Rows from a dataset:
********************
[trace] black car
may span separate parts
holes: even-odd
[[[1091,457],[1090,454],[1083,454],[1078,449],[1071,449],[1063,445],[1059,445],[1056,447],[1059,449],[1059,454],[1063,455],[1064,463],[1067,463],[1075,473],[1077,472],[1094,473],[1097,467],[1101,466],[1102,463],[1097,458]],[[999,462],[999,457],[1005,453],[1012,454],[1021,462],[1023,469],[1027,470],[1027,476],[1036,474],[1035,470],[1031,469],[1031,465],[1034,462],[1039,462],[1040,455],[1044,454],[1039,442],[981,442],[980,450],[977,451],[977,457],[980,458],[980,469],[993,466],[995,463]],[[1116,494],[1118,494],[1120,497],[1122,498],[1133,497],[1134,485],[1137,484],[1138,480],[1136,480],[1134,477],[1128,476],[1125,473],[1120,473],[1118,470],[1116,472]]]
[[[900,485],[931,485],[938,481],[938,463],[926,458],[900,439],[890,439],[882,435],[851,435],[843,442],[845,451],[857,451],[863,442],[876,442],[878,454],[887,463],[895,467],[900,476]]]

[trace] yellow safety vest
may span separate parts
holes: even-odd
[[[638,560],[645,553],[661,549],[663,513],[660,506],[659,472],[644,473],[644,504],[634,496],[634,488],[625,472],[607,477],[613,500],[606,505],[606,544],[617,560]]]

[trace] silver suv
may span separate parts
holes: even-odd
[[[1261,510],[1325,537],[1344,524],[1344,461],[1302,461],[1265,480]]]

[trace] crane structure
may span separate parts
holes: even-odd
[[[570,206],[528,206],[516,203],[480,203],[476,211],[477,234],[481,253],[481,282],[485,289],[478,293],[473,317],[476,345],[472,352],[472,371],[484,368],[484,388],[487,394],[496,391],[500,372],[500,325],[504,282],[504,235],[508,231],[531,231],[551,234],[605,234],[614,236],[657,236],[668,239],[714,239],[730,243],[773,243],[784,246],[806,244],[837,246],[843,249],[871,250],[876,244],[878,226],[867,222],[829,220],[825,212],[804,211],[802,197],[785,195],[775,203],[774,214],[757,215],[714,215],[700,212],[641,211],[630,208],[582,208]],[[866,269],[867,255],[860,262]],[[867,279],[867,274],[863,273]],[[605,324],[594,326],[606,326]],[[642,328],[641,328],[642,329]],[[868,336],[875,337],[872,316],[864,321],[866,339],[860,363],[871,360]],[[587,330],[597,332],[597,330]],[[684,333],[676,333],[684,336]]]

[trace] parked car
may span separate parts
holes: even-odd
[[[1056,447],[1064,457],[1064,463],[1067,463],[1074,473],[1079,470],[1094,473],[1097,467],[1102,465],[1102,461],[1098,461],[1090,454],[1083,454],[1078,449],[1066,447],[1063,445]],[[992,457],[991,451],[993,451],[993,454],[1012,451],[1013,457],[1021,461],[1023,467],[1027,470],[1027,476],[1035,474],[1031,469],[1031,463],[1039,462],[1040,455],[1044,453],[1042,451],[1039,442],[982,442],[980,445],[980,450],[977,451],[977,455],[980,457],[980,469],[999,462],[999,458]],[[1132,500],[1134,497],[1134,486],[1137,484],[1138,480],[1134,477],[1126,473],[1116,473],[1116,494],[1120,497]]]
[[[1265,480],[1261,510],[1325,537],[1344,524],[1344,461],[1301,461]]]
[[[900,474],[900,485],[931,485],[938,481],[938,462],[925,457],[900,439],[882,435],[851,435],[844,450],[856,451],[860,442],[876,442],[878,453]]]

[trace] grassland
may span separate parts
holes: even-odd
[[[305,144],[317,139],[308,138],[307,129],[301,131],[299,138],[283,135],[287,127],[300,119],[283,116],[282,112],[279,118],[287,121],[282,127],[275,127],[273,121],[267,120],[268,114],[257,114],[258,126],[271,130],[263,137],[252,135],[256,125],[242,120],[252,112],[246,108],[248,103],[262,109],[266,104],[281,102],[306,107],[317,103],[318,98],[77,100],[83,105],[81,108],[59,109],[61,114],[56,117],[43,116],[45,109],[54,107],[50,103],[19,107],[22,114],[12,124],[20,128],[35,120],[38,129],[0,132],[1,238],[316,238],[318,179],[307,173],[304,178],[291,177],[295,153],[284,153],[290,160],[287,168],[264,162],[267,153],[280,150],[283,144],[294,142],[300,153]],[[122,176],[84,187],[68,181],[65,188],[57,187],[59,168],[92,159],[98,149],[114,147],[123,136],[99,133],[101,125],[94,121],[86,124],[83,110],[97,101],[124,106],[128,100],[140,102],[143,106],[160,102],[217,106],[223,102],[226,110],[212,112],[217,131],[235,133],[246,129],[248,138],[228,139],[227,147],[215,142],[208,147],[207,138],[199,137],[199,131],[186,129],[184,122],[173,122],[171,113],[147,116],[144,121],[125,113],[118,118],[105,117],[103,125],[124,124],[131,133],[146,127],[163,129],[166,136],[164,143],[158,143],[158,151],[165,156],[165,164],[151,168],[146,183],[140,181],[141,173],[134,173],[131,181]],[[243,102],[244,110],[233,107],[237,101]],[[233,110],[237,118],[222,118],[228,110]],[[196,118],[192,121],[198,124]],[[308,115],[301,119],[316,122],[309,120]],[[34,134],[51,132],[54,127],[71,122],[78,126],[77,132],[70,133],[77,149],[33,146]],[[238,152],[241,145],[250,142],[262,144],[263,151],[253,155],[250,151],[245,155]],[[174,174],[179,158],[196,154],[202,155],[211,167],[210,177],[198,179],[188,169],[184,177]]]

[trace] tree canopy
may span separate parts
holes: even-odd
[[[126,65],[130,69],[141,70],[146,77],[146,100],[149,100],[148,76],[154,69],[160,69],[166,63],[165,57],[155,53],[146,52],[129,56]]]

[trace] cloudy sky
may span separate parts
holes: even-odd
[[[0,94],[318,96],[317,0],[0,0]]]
********************
# INSTRUCTION:
Reproduce all of the data above verbatim, line for line.

# RESULT:
[trace] black car
may span separate parts
holes: even-odd
[[[1091,457],[1090,454],[1083,454],[1078,449],[1071,449],[1063,445],[1059,445],[1056,447],[1059,449],[1059,454],[1063,455],[1064,463],[1067,463],[1075,473],[1077,472],[1094,473],[1097,467],[1101,466],[1102,463],[1097,458]],[[999,462],[999,457],[1005,453],[1012,454],[1021,462],[1023,469],[1027,470],[1027,476],[1036,474],[1035,470],[1031,469],[1031,465],[1034,462],[1039,462],[1040,455],[1044,454],[1039,442],[981,442],[980,450],[977,451],[977,457],[980,458],[980,469],[993,466],[995,463]],[[1116,494],[1118,494],[1120,497],[1122,498],[1133,497],[1134,485],[1137,484],[1138,480],[1136,480],[1134,477],[1128,476],[1125,473],[1120,473],[1118,470],[1116,472]]]
[[[900,485],[931,485],[938,481],[938,463],[926,458],[900,439],[890,439],[882,435],[851,435],[843,442],[845,451],[857,451],[863,442],[876,442],[878,454],[887,463],[895,467],[900,476]]]

[trace] yellow safety vest
may span separate parts
holes: even-odd
[[[638,560],[645,553],[661,549],[663,513],[660,506],[659,472],[644,473],[644,504],[634,496],[634,488],[625,472],[607,477],[613,500],[606,505],[606,544],[617,560]]]

[trace] silver suv
may span separate parts
holes: even-odd
[[[1261,510],[1325,537],[1344,524],[1344,461],[1302,461],[1265,480]]]

[trace] crane structure
may span separate parts
holes: even-odd
[[[570,206],[528,206],[516,203],[480,203],[476,211],[477,234],[481,253],[481,282],[485,289],[478,293],[473,317],[476,345],[472,352],[472,371],[484,368],[484,388],[487,394],[496,391],[500,372],[500,325],[504,282],[504,235],[508,231],[531,231],[551,234],[605,234],[614,236],[657,236],[668,239],[714,239],[730,243],[773,243],[784,246],[806,244],[837,246],[843,249],[871,250],[876,244],[878,226],[867,222],[829,220],[825,212],[804,211],[802,197],[785,195],[775,203],[774,214],[757,215],[714,215],[700,212],[641,211],[630,208],[582,208]],[[866,269],[867,255],[860,262]],[[867,279],[867,274],[863,273]],[[605,324],[594,326],[606,326]],[[642,328],[641,328],[642,329]],[[868,336],[875,337],[872,316],[864,321],[866,339],[860,363],[871,360]],[[587,330],[597,332],[597,330]],[[684,333],[676,333],[684,336]]]

[trace] parked car
may span separate parts
holes: even-odd
[[[1056,447],[1064,457],[1064,463],[1067,463],[1074,473],[1079,470],[1094,473],[1097,467],[1102,465],[1102,461],[1098,461],[1090,454],[1083,454],[1078,449],[1066,447],[1063,445]],[[992,457],[991,451],[993,451],[993,454],[1012,451],[1013,457],[1021,461],[1023,467],[1027,470],[1027,476],[1035,474],[1031,469],[1031,463],[1039,462],[1040,455],[1044,453],[1042,451],[1039,442],[982,442],[980,445],[980,450],[977,451],[977,455],[980,457],[980,469],[999,462],[999,458]],[[1132,500],[1134,497],[1134,486],[1137,484],[1138,480],[1134,477],[1126,473],[1116,473],[1116,494],[1120,497]]]
[[[1265,480],[1261,510],[1325,537],[1344,524],[1344,461],[1301,461]]]
[[[900,474],[900,485],[931,485],[938,481],[938,462],[925,457],[900,439],[882,435],[851,435],[844,450],[856,451],[860,442],[876,442],[878,453]]]

[trace] grassland
may span separate parts
holes: even-odd
[[[305,144],[317,139],[308,138],[307,129],[301,131],[299,138],[283,135],[287,127],[300,119],[283,116],[282,112],[279,118],[287,121],[282,127],[275,127],[273,121],[267,120],[268,114],[257,114],[258,126],[271,130],[263,137],[252,135],[256,125],[242,120],[252,112],[246,108],[248,103],[262,109],[266,104],[281,102],[306,107],[317,103],[318,98],[77,100],[83,105],[81,108],[59,109],[61,114],[56,117],[43,116],[45,109],[54,107],[50,103],[19,107],[22,114],[12,124],[20,128],[35,120],[38,129],[0,132],[1,238],[316,238],[318,179],[307,173],[304,178],[291,177],[295,153],[284,153],[290,160],[287,168],[264,162],[267,153],[280,150],[283,144],[294,142],[300,153]],[[122,176],[84,187],[68,181],[65,188],[57,187],[59,168],[92,159],[98,149],[114,147],[123,136],[99,133],[101,125],[94,121],[86,124],[83,110],[97,101],[124,106],[128,100],[140,102],[143,106],[160,102],[217,106],[223,102],[226,110],[212,112],[217,131],[235,133],[246,129],[248,138],[228,139],[227,147],[215,142],[208,147],[207,138],[199,137],[199,131],[186,129],[184,122],[173,122],[171,113],[147,116],[144,121],[125,113],[118,118],[105,117],[103,125],[124,124],[131,133],[146,127],[163,129],[166,136],[164,143],[158,143],[158,151],[165,156],[165,164],[151,168],[146,183],[140,181],[141,173],[134,173],[131,181]],[[243,102],[244,110],[233,107],[237,101]],[[233,110],[237,118],[222,118],[228,110]],[[196,118],[192,121],[198,124]],[[308,115],[301,119],[316,122],[309,120]],[[34,134],[51,132],[54,127],[71,122],[78,126],[77,132],[70,133],[77,149],[33,146]],[[238,152],[241,145],[250,142],[262,144],[263,151],[253,155],[250,151],[245,155]],[[174,174],[179,158],[196,154],[202,155],[211,167],[210,177],[198,179],[188,169],[184,177]]]

[trace] tree canopy
may span separate parts
holes: even-odd
[[[126,65],[130,69],[141,70],[146,77],[146,100],[149,100],[148,76],[154,69],[160,69],[166,63],[165,57],[155,53],[146,52],[129,56]]]

[trace] cloudy sky
may span separate parts
holes: even-odd
[[[0,94],[318,96],[317,0],[0,0]]]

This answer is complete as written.